With average usage, estimated costs land somewhere between $200 and $400 per month. Luckily, the Claude Code subscription covers that. But if the agent were released to others, the subscription could not be used. API pricing would apply.
If people used it half as much, costs might be around $100 per user. To do this safely, a subscription might need to be priced around $200 per month. Compared to ChatGPT and Claude at $20 per month (with free plans available), it is hard to imagine people paying that much for a custom tool.
From a consumer standpoint, this does not make sense right now while models cost what they do.
Local Access Limitations
A lot of the cool functionality came from local access to a machine. The iMessage integration worked because it was accessing the SQL database on a Mac to read and send messages. This does not work outside of that Mac. When deployed to a server, iMessage access is lost. And iMessage, along with other custom tools, was part of what made the agent special. Moving it to a server removes some of the magic.
Authentication Complexity
Some tools required API keys and other sensitive credentials to work. If deployed to other people, those same methods cannot be used safely. Some open-source wrappers ask users to feed in API keys and environment variables to power integrations. Even though it technically works, storing or handling that kind of data is not a comfortable position to be in.
Where This Technology Actually Makes Sense
While consumer release is challenging, the B2B world is a perfect place to deploy custom agents.
Here is an example: at a software agency that works with medical clients, HIPAA compliance audits are required. This is a very manual process. Using the Agent SDK, a custom HIPAA compliance agent was built that can go through codebases and AWS configurations to do a first pass and identify issues.
A single report might cost $50 to $100 to generate. That seems like a lot. But factoring in the $5,000 to $10,000 worth of engineering time saved through that first pass, $100 is totally worth it.
This is where custom agents shine: very specific workflows for business use cases where the ROI is clear. If a business can save thousands of dollars, they will happily pay for the API tokens.
Deployment Considerations
If an agent runs on a local computer, it stops working when that computer is off. Deployment solves this.
One approach is spinning up a VPS (virtual private server)—a little sandbox where the agent can write files, access programs and tools, and stay on 24/7. Using a service like Hetzner (which is cheap), a Claude Code subscription can be logged into on that machine. Code gets deployed there, and the agent has access to almost everything except Mac-only applications like iMessage.
A front-end toggle can even let the user choose between connecting to the VPS or the local machine. When local access is possible (for iMessage and Mac tools), that route is preferred. When the local machine is off, traffic points to the VPS so the agent keeps running.
This is also why a database like Convex is essential—to manage conversation history and memory so both instances can access the same data.
What’s Next
This only scratches the surface of the Agent SDK. There are also features like sub-agents, streaming, and computer use (where the agent can control a computer directly). By the time this is being read, there are probably even more features released.
The goal for now is to provide a solid foundation. Custom AI agents are powerful, and the technology is moving fast. For businesses with clear ROI, they are already worth building. For consumers, it might take a little longer for costs to come down.
But one thing is certain: the way agents are built today is not the way they will be built a year from now. And that is exactly what makes this space so exciting.

- _REQUIREMENT A_:
Please extract everything in the custom agents excerpt from "The goal for" down to "to come down.".
- _REQUIREMENT B_:
According to the custom agents excerpt, how much might a single HIPAA compliance report cost to generate?
The entries aren't needed for this work.

- _DATASET_:
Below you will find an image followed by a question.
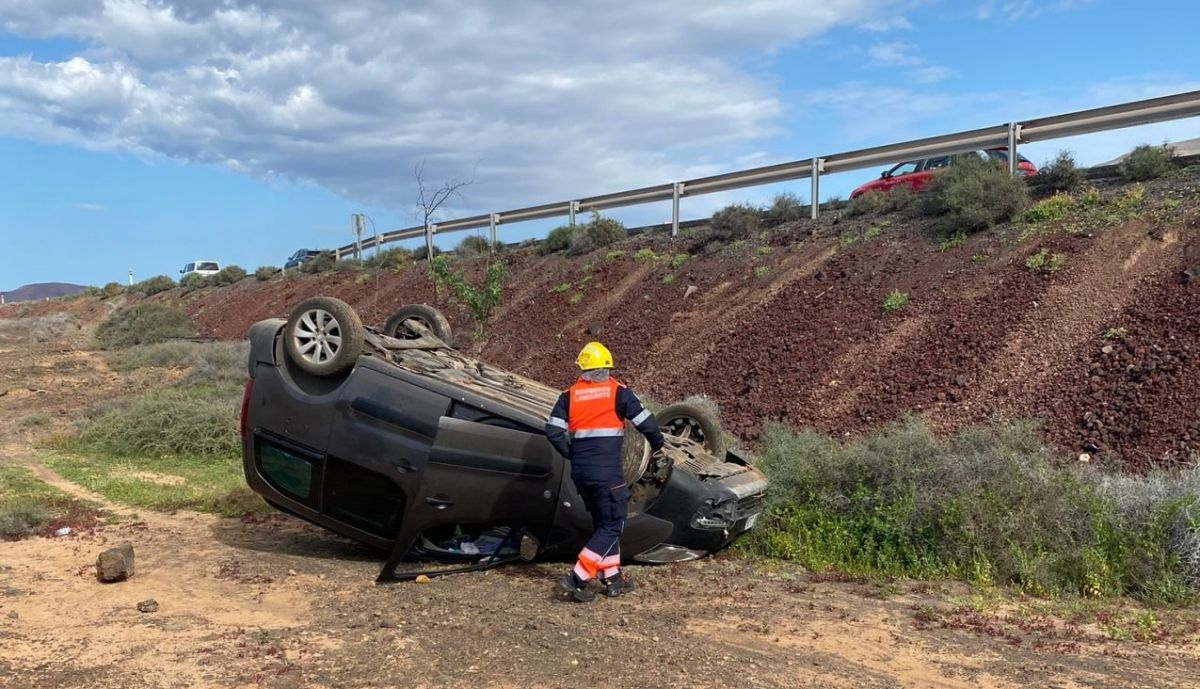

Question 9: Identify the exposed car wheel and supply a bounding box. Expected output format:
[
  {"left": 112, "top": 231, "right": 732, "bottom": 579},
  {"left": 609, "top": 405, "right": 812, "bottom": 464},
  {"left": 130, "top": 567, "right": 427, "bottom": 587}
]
[
  {"left": 283, "top": 296, "right": 362, "bottom": 376},
  {"left": 620, "top": 425, "right": 650, "bottom": 485},
  {"left": 383, "top": 304, "right": 454, "bottom": 345},
  {"left": 654, "top": 402, "right": 725, "bottom": 460}
]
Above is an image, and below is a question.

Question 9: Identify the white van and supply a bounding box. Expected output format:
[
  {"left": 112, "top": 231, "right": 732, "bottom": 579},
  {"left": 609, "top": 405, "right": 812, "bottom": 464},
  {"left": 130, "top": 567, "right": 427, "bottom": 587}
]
[{"left": 179, "top": 260, "right": 221, "bottom": 280}]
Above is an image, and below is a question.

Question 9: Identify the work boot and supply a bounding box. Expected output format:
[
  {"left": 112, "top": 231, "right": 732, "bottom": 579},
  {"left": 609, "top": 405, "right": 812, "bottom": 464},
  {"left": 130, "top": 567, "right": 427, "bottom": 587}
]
[
  {"left": 604, "top": 574, "right": 637, "bottom": 598},
  {"left": 558, "top": 573, "right": 596, "bottom": 603}
]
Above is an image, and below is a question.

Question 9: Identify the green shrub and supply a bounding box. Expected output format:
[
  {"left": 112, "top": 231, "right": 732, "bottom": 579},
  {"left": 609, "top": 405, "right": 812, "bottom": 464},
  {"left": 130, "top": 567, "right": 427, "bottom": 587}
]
[
  {"left": 96, "top": 304, "right": 196, "bottom": 349},
  {"left": 362, "top": 246, "right": 410, "bottom": 270},
  {"left": 538, "top": 224, "right": 575, "bottom": 256},
  {"left": 766, "top": 192, "right": 809, "bottom": 227},
  {"left": 1120, "top": 144, "right": 1175, "bottom": 181},
  {"left": 179, "top": 272, "right": 209, "bottom": 294},
  {"left": 130, "top": 275, "right": 175, "bottom": 296},
  {"left": 883, "top": 289, "right": 908, "bottom": 316},
  {"left": 1033, "top": 150, "right": 1087, "bottom": 192},
  {"left": 408, "top": 244, "right": 442, "bottom": 260},
  {"left": 1025, "top": 247, "right": 1067, "bottom": 272},
  {"left": 300, "top": 251, "right": 337, "bottom": 275},
  {"left": 937, "top": 229, "right": 967, "bottom": 251},
  {"left": 918, "top": 156, "right": 1030, "bottom": 234},
  {"left": 1021, "top": 193, "right": 1075, "bottom": 224},
  {"left": 455, "top": 234, "right": 492, "bottom": 258},
  {"left": 709, "top": 203, "right": 763, "bottom": 242},
  {"left": 745, "top": 418, "right": 1200, "bottom": 600},
  {"left": 104, "top": 340, "right": 250, "bottom": 387},
  {"left": 842, "top": 191, "right": 888, "bottom": 217},
  {"left": 0, "top": 465, "right": 100, "bottom": 541},
  {"left": 842, "top": 186, "right": 916, "bottom": 217},
  {"left": 430, "top": 256, "right": 505, "bottom": 335},
  {"left": 100, "top": 282, "right": 125, "bottom": 299},
  {"left": 583, "top": 212, "right": 629, "bottom": 248},
  {"left": 209, "top": 265, "right": 246, "bottom": 287},
  {"left": 0, "top": 501, "right": 50, "bottom": 541},
  {"left": 64, "top": 385, "right": 241, "bottom": 457}
]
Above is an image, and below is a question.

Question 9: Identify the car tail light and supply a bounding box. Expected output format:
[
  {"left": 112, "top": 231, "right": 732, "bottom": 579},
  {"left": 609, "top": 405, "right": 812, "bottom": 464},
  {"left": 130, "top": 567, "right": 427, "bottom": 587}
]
[{"left": 241, "top": 378, "right": 254, "bottom": 441}]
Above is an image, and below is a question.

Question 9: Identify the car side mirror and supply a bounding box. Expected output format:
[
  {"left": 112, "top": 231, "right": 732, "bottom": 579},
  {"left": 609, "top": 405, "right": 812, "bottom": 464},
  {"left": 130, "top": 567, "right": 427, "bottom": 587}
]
[{"left": 517, "top": 533, "right": 541, "bottom": 562}]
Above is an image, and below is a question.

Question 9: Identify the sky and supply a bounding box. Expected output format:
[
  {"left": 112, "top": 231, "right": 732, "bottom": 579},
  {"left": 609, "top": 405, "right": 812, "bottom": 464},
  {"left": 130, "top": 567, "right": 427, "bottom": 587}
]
[{"left": 0, "top": 0, "right": 1200, "bottom": 290}]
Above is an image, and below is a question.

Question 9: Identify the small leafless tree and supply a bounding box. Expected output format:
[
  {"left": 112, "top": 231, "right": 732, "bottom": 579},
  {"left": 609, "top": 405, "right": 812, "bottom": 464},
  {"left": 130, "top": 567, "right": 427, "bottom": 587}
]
[{"left": 413, "top": 160, "right": 475, "bottom": 260}]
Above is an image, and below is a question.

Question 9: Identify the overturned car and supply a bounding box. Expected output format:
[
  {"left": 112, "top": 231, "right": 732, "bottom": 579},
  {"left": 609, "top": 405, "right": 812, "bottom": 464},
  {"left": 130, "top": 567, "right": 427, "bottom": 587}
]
[{"left": 241, "top": 296, "right": 767, "bottom": 581}]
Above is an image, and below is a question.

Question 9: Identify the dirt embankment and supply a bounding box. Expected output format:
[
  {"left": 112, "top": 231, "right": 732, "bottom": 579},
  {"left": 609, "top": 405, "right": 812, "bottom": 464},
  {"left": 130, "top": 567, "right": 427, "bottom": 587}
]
[{"left": 9, "top": 180, "right": 1200, "bottom": 466}]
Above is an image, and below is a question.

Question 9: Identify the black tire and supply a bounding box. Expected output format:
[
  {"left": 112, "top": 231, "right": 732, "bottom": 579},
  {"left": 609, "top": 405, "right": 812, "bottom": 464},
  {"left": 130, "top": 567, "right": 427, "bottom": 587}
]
[
  {"left": 283, "top": 296, "right": 362, "bottom": 377},
  {"left": 383, "top": 304, "right": 454, "bottom": 346},
  {"left": 654, "top": 402, "right": 725, "bottom": 461}
]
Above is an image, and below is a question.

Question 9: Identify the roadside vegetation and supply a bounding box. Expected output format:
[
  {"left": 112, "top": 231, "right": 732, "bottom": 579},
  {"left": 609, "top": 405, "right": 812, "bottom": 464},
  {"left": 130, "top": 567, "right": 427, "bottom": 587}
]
[
  {"left": 0, "top": 466, "right": 103, "bottom": 540},
  {"left": 44, "top": 342, "right": 263, "bottom": 516},
  {"left": 96, "top": 304, "right": 196, "bottom": 349},
  {"left": 743, "top": 418, "right": 1200, "bottom": 604},
  {"left": 538, "top": 211, "right": 629, "bottom": 256},
  {"left": 1121, "top": 145, "right": 1175, "bottom": 181},
  {"left": 430, "top": 256, "right": 505, "bottom": 337}
]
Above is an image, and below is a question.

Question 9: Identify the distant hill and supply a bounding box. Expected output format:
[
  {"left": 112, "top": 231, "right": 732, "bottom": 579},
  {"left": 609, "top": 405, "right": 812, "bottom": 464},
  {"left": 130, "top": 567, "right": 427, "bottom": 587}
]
[
  {"left": 0, "top": 282, "right": 88, "bottom": 304},
  {"left": 1097, "top": 138, "right": 1200, "bottom": 167}
]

- _ANSWER SECTION A_:
The goal for now is to provide a solid foundation. Custom AI agents are powerful, and the technology is moving fast. For businesses with clear ROI, they are already worth building. For consumers, it might take a little longer for costs to come down.

- _ANSWER SECTION B_:
$50 to $100.